» **Material for this task**
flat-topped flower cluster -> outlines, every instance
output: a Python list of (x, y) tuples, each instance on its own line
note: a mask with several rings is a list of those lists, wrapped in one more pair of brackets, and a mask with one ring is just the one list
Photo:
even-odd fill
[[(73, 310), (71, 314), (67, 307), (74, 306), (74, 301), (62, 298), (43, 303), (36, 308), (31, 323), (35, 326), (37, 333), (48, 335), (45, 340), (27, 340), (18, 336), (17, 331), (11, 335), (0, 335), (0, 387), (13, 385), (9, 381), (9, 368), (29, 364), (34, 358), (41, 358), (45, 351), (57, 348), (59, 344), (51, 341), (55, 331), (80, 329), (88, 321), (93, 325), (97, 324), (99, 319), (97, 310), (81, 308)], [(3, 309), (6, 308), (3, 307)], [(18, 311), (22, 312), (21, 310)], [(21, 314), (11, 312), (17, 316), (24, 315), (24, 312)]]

» **Work to do**
Write out the lines above again, swapping every "instance" for "object" and keeping everything else the same.

» **Solution to the exercise**
flat-topped flower cluster -> outlines, every object
output: a Python list of (x, y) tuples, each object on its own line
note: a mask with several rings is a list of those lists, wrapped in one more pair of brackets, and a mask with one ring is just the one list
Photo:
even-odd fill
[[(73, 310), (71, 314), (67, 307), (74, 306), (74, 301), (62, 298), (43, 303), (36, 308), (31, 323), (35, 326), (37, 333), (48, 335), (45, 340), (27, 340), (18, 336), (17, 331), (11, 335), (0, 335), (0, 387), (13, 385), (9, 381), (9, 368), (29, 364), (34, 358), (41, 358), (45, 351), (57, 348), (59, 344), (51, 341), (55, 331), (80, 329), (88, 321), (93, 325), (97, 324), (99, 319), (97, 310), (81, 308)], [(3, 309), (6, 308), (3, 307)], [(18, 311), (22, 312), (21, 310)], [(21, 314), (11, 312), (17, 316), (24, 315), (24, 312)]]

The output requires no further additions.